## Job
Rewrite the part of the listing that opens with the line containing "Target: patch of white sky" and closes with the line containing "(467, 1287)", keeping every line and giving nothing else. Multiply each point coordinate in the answers by 0.5 and round to whole numbers, with halves rounded up.

## Supplied entries
____________

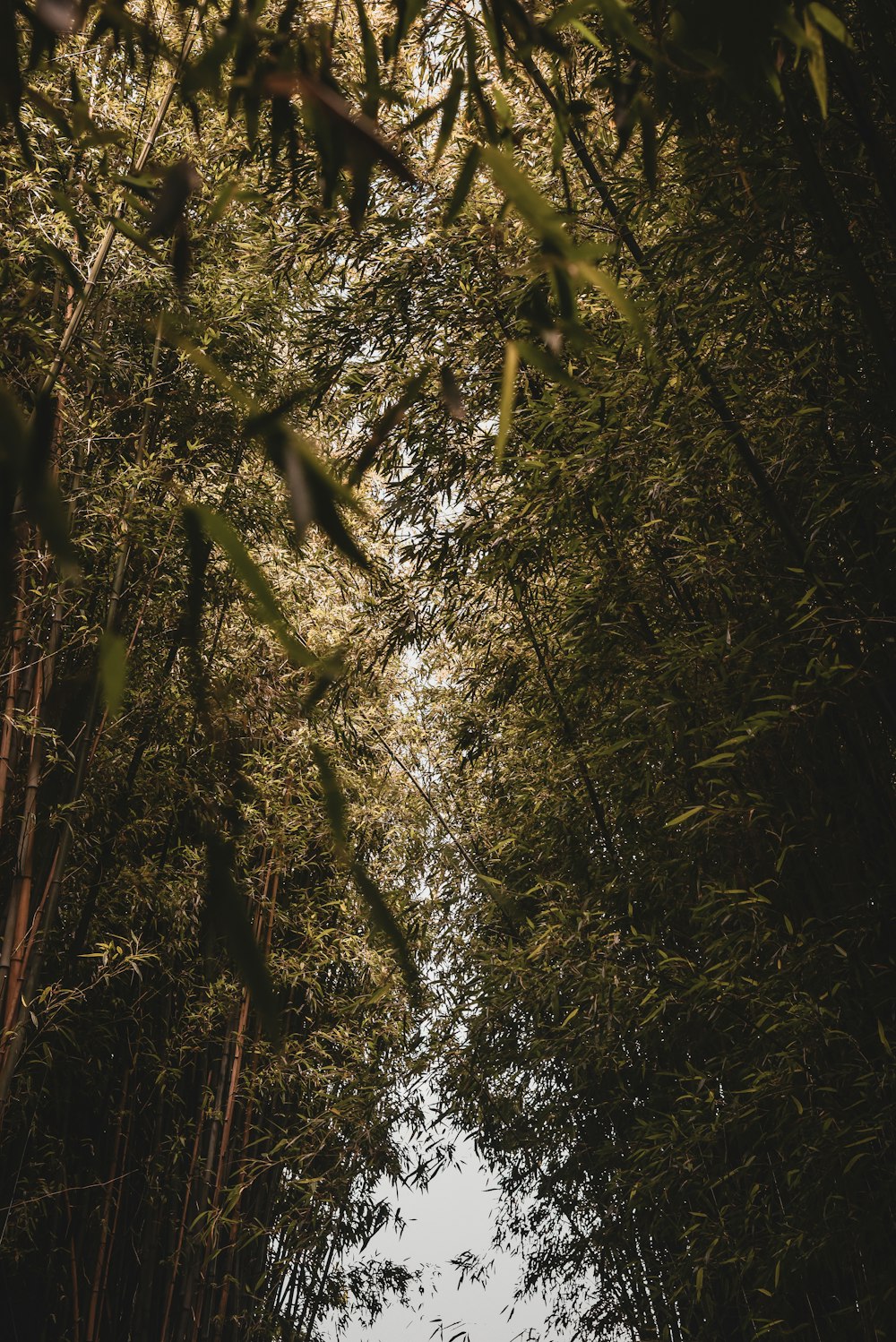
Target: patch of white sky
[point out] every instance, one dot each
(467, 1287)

____________

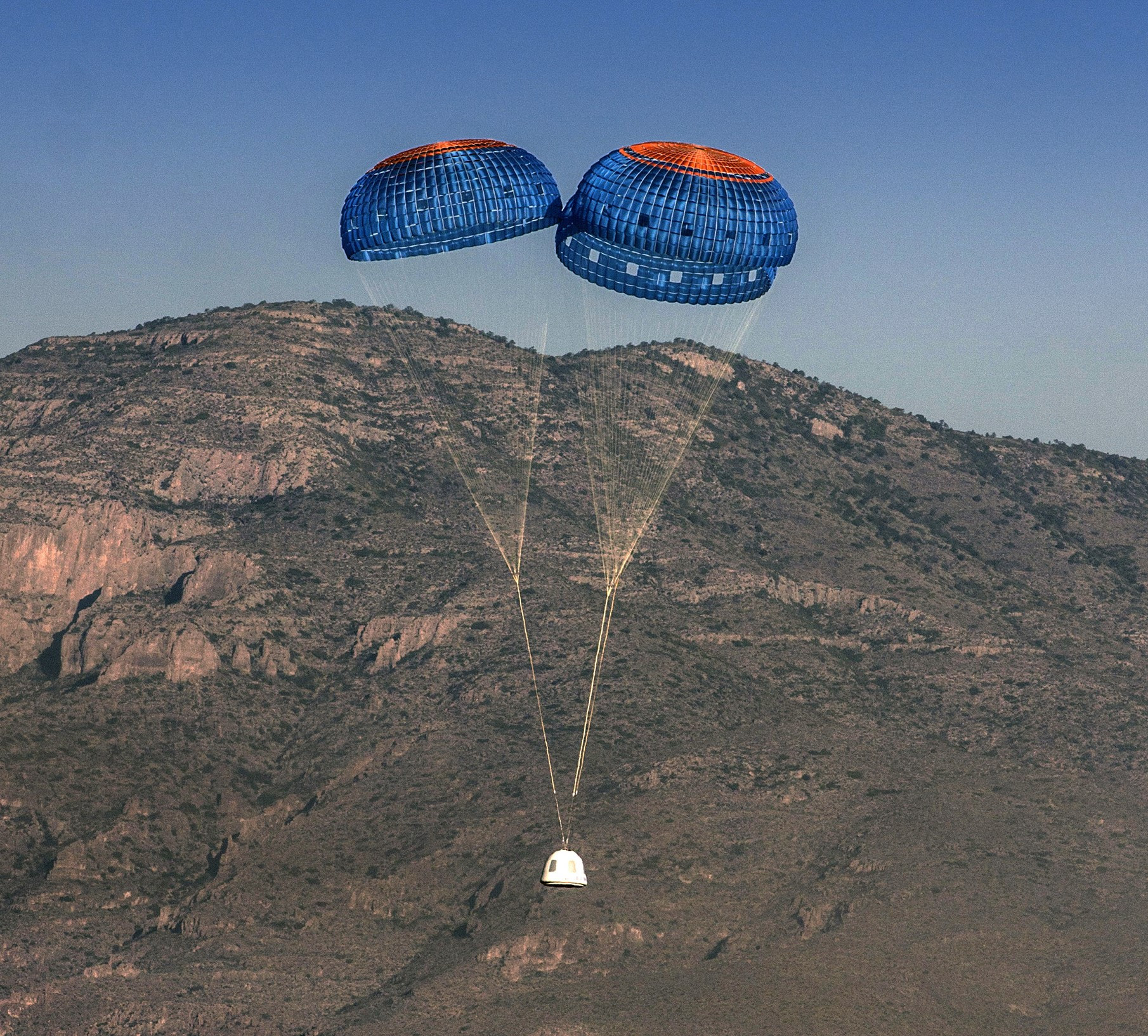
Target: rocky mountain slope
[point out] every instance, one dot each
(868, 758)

____________

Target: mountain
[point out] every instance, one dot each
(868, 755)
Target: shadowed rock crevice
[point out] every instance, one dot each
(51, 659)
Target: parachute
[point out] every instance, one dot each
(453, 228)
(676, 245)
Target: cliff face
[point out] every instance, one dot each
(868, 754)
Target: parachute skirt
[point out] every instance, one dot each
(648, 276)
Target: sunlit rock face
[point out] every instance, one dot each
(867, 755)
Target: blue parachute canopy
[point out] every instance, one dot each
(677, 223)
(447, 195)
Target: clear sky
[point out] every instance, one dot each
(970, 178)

____________

## Answer
Target: patch of white sky
[point out] every instance, one dot each
(234, 644)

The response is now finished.